→ Data in this exercise:
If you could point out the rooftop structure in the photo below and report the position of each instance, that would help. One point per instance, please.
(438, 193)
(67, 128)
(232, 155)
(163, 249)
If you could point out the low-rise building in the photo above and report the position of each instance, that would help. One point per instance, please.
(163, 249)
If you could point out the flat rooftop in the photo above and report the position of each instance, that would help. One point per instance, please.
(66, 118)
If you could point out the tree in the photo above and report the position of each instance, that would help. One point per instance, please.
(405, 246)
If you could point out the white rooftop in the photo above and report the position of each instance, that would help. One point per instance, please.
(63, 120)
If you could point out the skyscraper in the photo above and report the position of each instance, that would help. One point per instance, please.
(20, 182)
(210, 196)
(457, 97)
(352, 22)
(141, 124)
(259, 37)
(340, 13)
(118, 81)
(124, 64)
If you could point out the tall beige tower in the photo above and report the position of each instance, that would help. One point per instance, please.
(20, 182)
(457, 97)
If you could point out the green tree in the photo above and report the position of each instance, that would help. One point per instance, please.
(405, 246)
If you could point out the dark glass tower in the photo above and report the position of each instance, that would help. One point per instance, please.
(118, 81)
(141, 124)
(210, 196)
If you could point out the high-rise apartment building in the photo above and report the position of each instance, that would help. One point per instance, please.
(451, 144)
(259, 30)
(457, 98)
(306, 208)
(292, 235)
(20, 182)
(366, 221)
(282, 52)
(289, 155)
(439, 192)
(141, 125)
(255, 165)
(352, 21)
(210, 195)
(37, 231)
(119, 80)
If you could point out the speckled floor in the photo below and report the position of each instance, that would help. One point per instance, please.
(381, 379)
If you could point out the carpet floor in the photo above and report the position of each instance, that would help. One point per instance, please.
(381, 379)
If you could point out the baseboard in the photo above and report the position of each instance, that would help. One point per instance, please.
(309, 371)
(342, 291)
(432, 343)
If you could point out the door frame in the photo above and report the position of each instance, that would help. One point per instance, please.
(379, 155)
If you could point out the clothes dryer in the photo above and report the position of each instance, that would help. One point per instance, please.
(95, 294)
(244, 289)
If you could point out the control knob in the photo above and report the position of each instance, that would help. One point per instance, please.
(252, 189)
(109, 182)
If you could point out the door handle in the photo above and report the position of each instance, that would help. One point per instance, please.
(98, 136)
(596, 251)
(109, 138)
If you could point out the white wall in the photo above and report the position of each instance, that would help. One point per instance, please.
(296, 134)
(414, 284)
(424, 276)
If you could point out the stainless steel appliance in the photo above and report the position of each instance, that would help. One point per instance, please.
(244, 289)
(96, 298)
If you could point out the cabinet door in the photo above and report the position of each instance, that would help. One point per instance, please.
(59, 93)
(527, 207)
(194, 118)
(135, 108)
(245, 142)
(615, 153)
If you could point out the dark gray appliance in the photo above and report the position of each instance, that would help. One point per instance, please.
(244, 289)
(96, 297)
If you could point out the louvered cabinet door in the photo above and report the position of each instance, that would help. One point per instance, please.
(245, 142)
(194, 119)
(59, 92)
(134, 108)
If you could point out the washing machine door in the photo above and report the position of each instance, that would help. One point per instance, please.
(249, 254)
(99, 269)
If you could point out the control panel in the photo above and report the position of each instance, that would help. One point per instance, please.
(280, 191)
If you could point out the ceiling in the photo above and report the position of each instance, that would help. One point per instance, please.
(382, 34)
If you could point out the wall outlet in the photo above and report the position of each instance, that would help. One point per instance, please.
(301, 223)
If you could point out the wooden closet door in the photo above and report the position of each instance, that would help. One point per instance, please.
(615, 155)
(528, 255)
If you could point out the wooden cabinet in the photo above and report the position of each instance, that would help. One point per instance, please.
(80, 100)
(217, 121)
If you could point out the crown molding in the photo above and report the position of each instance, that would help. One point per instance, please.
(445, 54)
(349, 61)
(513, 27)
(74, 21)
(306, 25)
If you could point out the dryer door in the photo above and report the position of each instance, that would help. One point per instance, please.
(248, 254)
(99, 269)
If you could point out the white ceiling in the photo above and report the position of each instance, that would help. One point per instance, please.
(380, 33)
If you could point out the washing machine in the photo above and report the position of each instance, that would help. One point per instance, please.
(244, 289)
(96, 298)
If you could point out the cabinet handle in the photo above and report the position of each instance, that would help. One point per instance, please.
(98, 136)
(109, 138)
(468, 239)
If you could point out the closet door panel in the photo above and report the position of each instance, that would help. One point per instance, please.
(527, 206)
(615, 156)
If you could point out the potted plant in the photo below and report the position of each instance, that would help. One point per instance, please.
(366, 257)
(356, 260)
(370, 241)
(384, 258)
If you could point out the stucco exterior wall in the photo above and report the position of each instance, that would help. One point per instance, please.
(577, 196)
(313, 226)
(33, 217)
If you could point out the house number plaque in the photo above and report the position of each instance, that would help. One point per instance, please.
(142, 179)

→ Task requirements: Write out the material again, exactly as shown above.

→ Result:
If you could point out the rooftop structure in the photo below and report the position of each instance, that would help. One point per instance, please.
(438, 193)
(67, 128)
(232, 155)
(163, 249)
If you could point out the low-rise building in the photo above and report the position of each instance, that would help. One point per instance, please.
(163, 249)
If you could point out the flat rooftop in the photo above and report the position of each instance, that would help. One point per instance, please.
(66, 118)
If you could point out the tree in the photo above and report the position of each instance, that would help. One point per instance, please.
(405, 246)
If you could point out the white rooftop in the photo above and report the position of each instance, that would help. One point per instance, please.
(63, 120)
If you could point out the skyscraper in the photo above and report the position of each instance, that would help. One point per instance, please.
(20, 182)
(210, 196)
(457, 97)
(352, 22)
(141, 124)
(259, 37)
(340, 13)
(118, 81)
(124, 64)
If you could point out the tall beige tower in the photo above and report the position of each instance, that would help. One point per instance, please.
(20, 182)
(457, 97)
If you could point out the green tree in the photo above and report the position of each instance, that would help. One point per instance, please.
(405, 246)
If you could point out the dark glass tower in the photo above and report the position of each instance, that would help. One point per instance, please.
(118, 81)
(141, 124)
(210, 196)
If you could point out the high-rise apartment building in the photo above and report the position of each instance, that would help. One point per instance, please.
(451, 144)
(259, 30)
(457, 98)
(306, 208)
(292, 235)
(20, 182)
(366, 221)
(282, 52)
(289, 155)
(439, 192)
(141, 125)
(255, 165)
(352, 21)
(210, 195)
(37, 231)
(119, 80)
If you could point out the speckled floor in the photo below and report the position of each instance, that would help. One point per instance, please.
(381, 379)
If you could point out the carpet floor in the photo above and report the position of each instance, that would help. One point per instance, please.
(381, 379)
If you could point out the baseboard in the photo above and report the position of each instance, that would help. One point per instance, please.
(309, 371)
(342, 291)
(432, 343)
If you could point out the door frame in the photo above and report the position of each instance, that would help. One point per instance, please.
(379, 155)
If you could point out the clothes dryer in the photo above and report the position of each instance, that would help. One point per instance, please.
(95, 294)
(244, 289)
If you could point out the control knob in the photo above and report the position of each instance, that would help. One point per instance, please.
(252, 189)
(109, 182)
If you could point out the door handle in the photo above and report the position of each instance, that would help. One point per instance, please.
(98, 136)
(596, 251)
(109, 138)
If you could point out the white wall in the photo above and report the position of each instance, that would help. One point per instance, please.
(296, 134)
(414, 284)
(424, 276)
If you could point out the stainless steel appliance in the photo above and report the position of each instance, that would help. One point per instance, please.
(244, 289)
(96, 298)
If you could point out the cabinet door in the photo above and report the position of each instance, that would help. One point per instance, please.
(59, 93)
(527, 207)
(194, 118)
(135, 108)
(245, 142)
(615, 153)
If you could point out the dark gray appliance in the photo above and report the position of each instance, that would help. One point per instance, please.
(244, 289)
(96, 297)
If you could point out the louvered cabinet door in the photo above and report the position of each instance, that would help. One point per instance, please.
(245, 142)
(194, 119)
(59, 92)
(134, 108)
If you could point out the washing machine door in the photo above and report the position of each instance, that would help. One point per instance, please.
(249, 254)
(99, 269)
If you could point out the control panel in the photo above and report the position of each instance, that would help. One point per instance, please.
(280, 191)
If you could point out the ceiling in the photo above and report the position of each instance, that would help. One point per instance, please.
(382, 34)
If you could point out the wall outlet in the photo above and report the position of each instance, that would help. One point per instance, please.
(301, 223)
If you could point out the wooden closet door in the photo above and report the position of each instance, that would help. One point per instance, please.
(615, 155)
(528, 255)
If you could point out the wooden cabinet in the photo above and report the position of each instance, that would help. One point per instance, please.
(80, 100)
(217, 121)
If you could point out the crown molding in the photo above and report the position of each instance, that would help. One point per instance, please.
(445, 54)
(349, 61)
(513, 27)
(74, 21)
(306, 25)
If you could point out the dryer door in the photo above and report the position of each instance, that would help. One point per instance, please.
(248, 254)
(99, 269)
If you could point out the white ceiling in the photo above and report the position of each instance, that would help. One point per instance, please.
(380, 33)
If you could point out the washing machine in the photo above and report the position of each instance, that would help. One point per instance, please.
(244, 289)
(96, 298)
If you could point out the cabinet handle in the photo above and report the position of each instance, that would help. One point per instance, please.
(98, 136)
(109, 138)
(468, 239)
If you could point out the closet door panel in the photo above and report the position of each instance, that would help. One point per instance, please.
(527, 206)
(615, 156)
If you could point out the potted plant in the photo below and report the position of each instance, that would help. One point per instance, please.
(366, 257)
(356, 260)
(370, 241)
(384, 258)
If you could point out the stucco exterior wall in the photo above and report the position of each instance, that would help. One point per instance, please.
(577, 196)
(313, 226)
(33, 217)
If you could point out the house number plaque in the photo above and report the position of each instance, that would help. One point per instance, please.
(142, 179)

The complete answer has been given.